◆ INSTRUCTIONS TO FOLLOW: Word for word, copy the line containing "Exercise. Mark the stacked" and each line after it in the records below, ending with the last line.

◆ DATA TO EXAMINE:
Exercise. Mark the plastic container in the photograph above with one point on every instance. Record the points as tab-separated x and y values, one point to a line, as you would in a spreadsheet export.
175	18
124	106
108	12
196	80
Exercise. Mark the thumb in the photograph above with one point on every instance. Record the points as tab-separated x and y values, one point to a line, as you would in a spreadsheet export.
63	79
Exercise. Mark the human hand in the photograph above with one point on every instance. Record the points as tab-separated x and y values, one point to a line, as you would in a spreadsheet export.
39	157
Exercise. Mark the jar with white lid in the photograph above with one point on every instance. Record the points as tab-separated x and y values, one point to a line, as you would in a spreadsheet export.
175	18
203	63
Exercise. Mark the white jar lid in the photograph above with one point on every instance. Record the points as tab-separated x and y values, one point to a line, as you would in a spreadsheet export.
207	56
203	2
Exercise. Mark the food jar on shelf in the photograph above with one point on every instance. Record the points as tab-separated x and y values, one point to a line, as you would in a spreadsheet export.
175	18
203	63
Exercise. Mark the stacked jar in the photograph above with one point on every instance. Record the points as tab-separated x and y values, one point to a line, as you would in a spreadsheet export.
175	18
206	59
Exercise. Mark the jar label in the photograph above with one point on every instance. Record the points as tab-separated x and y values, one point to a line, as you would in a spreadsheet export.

◆ FINAL ANSWER:
Exercise. Mark the stacked jar in the photograph above with one point on every instance. Record the points as tab-separated x and y values, one point to a line, as you would in a spreadsheet export.
175	18
206	59
Exercise. Mark the jar label in the photograph above with one point on every instance. Record the points as tab-separated x and y values, one point to a line, as you would in a spreadsheet export.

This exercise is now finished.